Document section >>
★ ★ ★ ★

It is also important to monitor the performance statistics related to fetching artifacts from the data sources. If the response time from data sources is too slow, Lifecycle Query Engine has difficulty keeping up with the changes being made to artifacts, and returns stale data when queried. The response time also has a significant impact on TRS feed reindexing performance because many artifacts must be fetched.

Data source activity metrics

Object name: com.ibm.team.integration.lqe:type=IndexingAgentMetrics,url=<TRS_URL>,node=<NODE_NAME> (Note "node" added 6.0.6)

Each of these MBeans provides performance and activity metrics for the processing of the Tracked Resource Set (TRS) feed in its object name. Use these MBeans to monitor the communication between applications, and watch for network issues preventing Lifecycle Query Engine from updating in a timely manner.

Update interval: Instant. As soon as a task finishes, the metrics are available. While a task is running, metrics update periodically, based on the number of resources processed during the task.

Properties:

ChangeLogMetrics: Metrics related to the change log processing task that is currently running. If no update is currently running, the values might be zero. See LastChangeLogMetrics for details of the fields.
InitialIndexMetrics: Metrics related to loading this TRS feed into the index, when a data source is added for the first time or when it is reindexed.

Nested Attribute Level 1	Nested Attribute Level 2	Description
deletionMetrics		Metrics related to the removal of any existing artifacts from this TRS feed
	deletedCount	Number of removed artifacts
	status	Indicates that the deletion was successful
	errorInfo	Indicates that the deletion failed
	startTime/endTime	Time stamps
baseMetrics		Metrics related to the processing of the base log of the TRS feed
	committed	Number of artifacts committed to the index
	dataSourceBusy	Whether or not the tool providing this TRS feed was busy recreating TRS documents (added 6.0.6)
	errorCount	Number of errors that occurred during processing.
	errorInfo	Error message
	fetchCount	Number of artifacts that were retrieved successfully from the tool providing this TRS feed
	fetchTimeAvg	Average time to retrieve an artifact (in milliseconds)
	fetchTimeMax	Longest time required to retrieve an artifact (in milliseconds)
	fetchTimeMin	Shortest time required to retrieve an artifact (in milliseconds)
	fetchTimeStdDev	Standard deviation of the times required to fetch artifacts
	ignoredCount	Number of artifacts that the tool providing this TRS feed does not want considered for reporting (added 6.0.6.1)
	skippedCount	Number of skipped resources encountered while indexing this TRS feed
	status	Indicates whether or not the base log processing was successful.
	totalResources	Total number of artifacts listed in the TRS base log
	trsFetchCount	Number of TRS base log pages retrieved successfully from the tool providing this TRS feed
	trsFetchTimeAvg	Average time required to retrieve a TRS base page (in milliseconds)
	trsFetchTimeMax	Longest time required to retrieve a TRS base page (in milliseconds)
	trsFetchTimeMin	Shortest time required to retrieve a TRS base page (in milliseconds)
	trsFetchTimeStdDev	Standard deviation of the times required to fetch TRS base pages
	startTime/endTime	Time stamps

LastChangeLogMetrics: Metrics related to the last completed change log update task. Contains the following attributes:

Attribute	Description
committed	Number of change log entries committed to the index
deleteCount	Number of artifacts deleted from the index
errorCount	Number of errors that occurred Configure an alert if the error count is greater than zero. This indicates a possible issue with report data integrity. You only need to configure one of either this attribute or “status”.

★ ★ ★ ★

Extracted material >>

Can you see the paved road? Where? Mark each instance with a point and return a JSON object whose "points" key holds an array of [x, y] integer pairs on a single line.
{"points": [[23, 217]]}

★ ★ ★ ★

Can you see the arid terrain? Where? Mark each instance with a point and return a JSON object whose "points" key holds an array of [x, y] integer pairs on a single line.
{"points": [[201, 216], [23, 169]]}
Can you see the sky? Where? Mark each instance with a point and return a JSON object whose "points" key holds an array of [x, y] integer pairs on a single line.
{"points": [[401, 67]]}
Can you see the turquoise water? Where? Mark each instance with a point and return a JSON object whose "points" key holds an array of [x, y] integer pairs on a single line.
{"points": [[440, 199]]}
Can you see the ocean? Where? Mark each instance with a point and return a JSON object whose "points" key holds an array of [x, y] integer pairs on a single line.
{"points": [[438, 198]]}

★ ★ ★ ★

What is asked >>
1. Transcribe the passage of the Lifecycle Query Engine metrics text starting with "Update interval: Instant." and going on through "during the task.".
2. In the Lifecycle Query Engine metrics text, what does the fetchTimeAvg attribute measure?
3. Extend the Lifecycle Query Engine metrics text, picking up after its final sentence.

Results >>
1.
Update interval: Instant. As soon as a task finishes, the metrics are available. While a task is running, metrics update periodically, based on the number of resources processed during the task.

2. The average time to retrieve an artifact, in milliseconds.

3.
errorInfo	Error message if any errors occurred
failedPatchCount	Number of failed patches attempted (formerly “rejectedCount” in 6.0.5) Configure an alert if the failed patch count is greater than zero. This indicates a possible issue with report data integrity. You only need to configure one of either this attribute or “status”.
failedPatchTotal	Total number of failed patches for this data source after this update (added 7.0)
fetchCount	Number of artifacts that were retrieved successfully from the tool providing this TRS feed
fetchTimeAvg	Average time required to retrieve an artifact (in milliseconds) Get a baseline for average fetch times while the applications are under a standard load, and then configure an alert if the average time rises dramatically.
fetchTimeMax	Longest time required to retrieve an artifact (in milliseconds)
fetchTimeMin	Shortest time required to retrieve an artifact (in milliseconds)
fetchTimeStdDev	Standard deviation of the times required to fetch artifacts
ignoredCount	Number of artifacts found that the tool providing this TRS feed does not want considered for reporting (added 6.0.6.1)
patchCount	Number of processed TRS patches
recoveredCount	Number of change events discovered that were previously missing from the TRS feed (added 7.0) Configure an alert if the recovered count is greater than zero. LQE recovered the missing data, but this indicates a problem with the tool publishing the TRS feed. Contact the support team for that tool.
skippedCount	Number of skipped resources encountered Configure an alert if the skipped count is greater than zero. This indicates a possible issue with report data integrity. You only need to configure one of either this attribute or “status”.
skippedTotal	Total number of skipped resources for this data source after this update (added 6.0.6.1 iFix001)
status	Indicates whether or not this update was successful An alert can be configured if status is not “success” instead of configuring specific alerts for each type of problem
totalEntries	Total number of change log entries seen during this update
trsFetchCount	Number of TRS change log pages retrieved successfully from the tool providing this TRS
trsFetchTimeAvg	Average time required to retrieve a TRS change log page (in milliseconds) Get a baseline for average fetch times while the applications are under a standard load, then configure an alert if average time rises dramatically.
trsFetchTimeMax	Longest time required to retrieve a TRS change log page (in milliseconds)
trsFetchTimeMin	Shortest time required to retrieve a TRS change log page (in milliseconds)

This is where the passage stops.